# Supplied material:

*** Begin section ***

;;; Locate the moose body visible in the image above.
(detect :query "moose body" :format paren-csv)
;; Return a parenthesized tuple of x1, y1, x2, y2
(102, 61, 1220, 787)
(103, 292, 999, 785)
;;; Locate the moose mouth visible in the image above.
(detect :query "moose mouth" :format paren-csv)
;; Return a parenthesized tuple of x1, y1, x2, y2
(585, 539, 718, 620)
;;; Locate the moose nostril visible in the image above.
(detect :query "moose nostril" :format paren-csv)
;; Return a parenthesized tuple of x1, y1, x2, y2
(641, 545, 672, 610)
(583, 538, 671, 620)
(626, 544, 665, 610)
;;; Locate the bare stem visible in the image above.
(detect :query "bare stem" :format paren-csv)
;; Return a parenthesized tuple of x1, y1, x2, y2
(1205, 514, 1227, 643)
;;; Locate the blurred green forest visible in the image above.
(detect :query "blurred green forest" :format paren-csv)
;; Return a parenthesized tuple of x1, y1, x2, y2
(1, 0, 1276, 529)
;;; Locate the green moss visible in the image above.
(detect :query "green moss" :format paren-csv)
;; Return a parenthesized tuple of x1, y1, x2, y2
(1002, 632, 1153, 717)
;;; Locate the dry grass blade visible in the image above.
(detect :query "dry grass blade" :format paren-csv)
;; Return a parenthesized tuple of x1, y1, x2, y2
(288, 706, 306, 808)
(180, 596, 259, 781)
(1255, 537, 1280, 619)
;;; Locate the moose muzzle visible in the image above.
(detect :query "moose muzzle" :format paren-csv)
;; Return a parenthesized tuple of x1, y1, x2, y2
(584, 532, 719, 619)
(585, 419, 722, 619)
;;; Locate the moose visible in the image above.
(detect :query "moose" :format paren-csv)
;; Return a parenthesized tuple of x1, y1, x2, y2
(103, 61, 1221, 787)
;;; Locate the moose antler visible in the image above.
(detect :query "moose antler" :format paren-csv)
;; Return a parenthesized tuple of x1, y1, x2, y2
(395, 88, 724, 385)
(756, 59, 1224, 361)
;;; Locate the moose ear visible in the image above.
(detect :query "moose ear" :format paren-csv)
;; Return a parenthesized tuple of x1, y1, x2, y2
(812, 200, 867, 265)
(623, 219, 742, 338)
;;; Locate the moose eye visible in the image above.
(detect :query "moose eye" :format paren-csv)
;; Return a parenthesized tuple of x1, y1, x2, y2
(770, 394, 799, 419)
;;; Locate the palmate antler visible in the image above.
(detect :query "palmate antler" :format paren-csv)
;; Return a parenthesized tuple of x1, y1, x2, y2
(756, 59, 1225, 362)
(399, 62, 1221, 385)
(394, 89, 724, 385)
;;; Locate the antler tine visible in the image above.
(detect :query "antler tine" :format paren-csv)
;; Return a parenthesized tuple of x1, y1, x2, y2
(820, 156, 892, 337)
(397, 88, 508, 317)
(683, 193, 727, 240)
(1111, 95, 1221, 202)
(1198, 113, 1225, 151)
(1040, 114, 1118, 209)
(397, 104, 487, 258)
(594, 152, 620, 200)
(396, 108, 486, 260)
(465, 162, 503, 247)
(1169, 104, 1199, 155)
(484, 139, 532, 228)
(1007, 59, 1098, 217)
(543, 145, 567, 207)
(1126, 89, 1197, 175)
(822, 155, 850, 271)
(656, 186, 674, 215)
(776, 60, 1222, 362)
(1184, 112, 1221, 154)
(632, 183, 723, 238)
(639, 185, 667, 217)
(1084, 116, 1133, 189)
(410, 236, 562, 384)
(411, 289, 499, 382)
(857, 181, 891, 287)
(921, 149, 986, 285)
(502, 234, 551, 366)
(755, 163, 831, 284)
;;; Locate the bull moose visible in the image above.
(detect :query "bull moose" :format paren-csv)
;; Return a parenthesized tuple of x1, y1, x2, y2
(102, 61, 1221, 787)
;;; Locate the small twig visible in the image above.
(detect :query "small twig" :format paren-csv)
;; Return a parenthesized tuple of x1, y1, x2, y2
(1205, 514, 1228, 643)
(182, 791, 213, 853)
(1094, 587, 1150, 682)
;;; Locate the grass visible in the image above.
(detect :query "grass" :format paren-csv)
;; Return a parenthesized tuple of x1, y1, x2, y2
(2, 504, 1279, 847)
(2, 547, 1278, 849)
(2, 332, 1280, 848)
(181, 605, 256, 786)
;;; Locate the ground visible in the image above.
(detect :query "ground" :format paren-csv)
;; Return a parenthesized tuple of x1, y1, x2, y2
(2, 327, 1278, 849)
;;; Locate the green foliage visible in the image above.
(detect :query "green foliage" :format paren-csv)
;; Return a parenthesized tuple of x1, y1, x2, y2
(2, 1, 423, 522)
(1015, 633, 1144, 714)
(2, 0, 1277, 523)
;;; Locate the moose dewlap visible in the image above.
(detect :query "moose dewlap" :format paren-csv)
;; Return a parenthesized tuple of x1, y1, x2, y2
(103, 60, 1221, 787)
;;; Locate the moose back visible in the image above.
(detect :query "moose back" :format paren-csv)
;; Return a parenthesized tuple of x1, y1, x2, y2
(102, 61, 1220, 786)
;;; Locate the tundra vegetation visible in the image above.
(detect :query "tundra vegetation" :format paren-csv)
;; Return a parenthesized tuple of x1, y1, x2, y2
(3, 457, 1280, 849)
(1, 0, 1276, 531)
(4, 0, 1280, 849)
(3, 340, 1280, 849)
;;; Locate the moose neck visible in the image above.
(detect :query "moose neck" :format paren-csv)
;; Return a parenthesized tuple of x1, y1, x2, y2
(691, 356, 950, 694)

*** End section ***
*** Begin section ***

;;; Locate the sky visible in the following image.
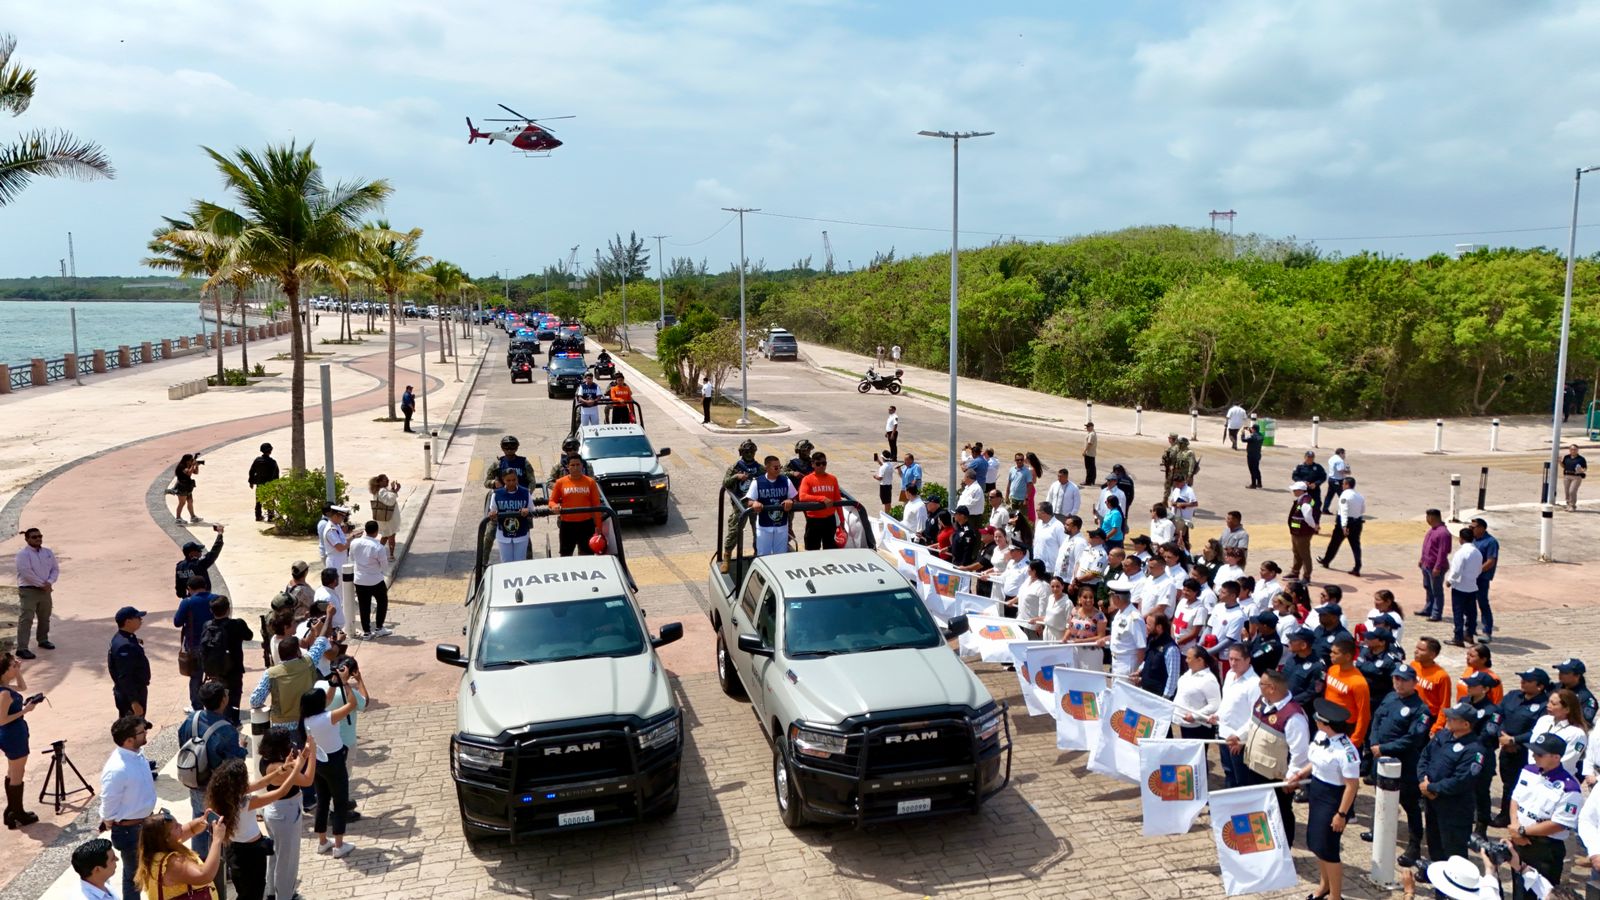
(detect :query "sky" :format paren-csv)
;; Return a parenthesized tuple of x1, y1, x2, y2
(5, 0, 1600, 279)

*** End section ***

# Task prompt:
Work out how many lines of the records contain the string "dewlap". Nothing but the number should be written.

# Written answer:
2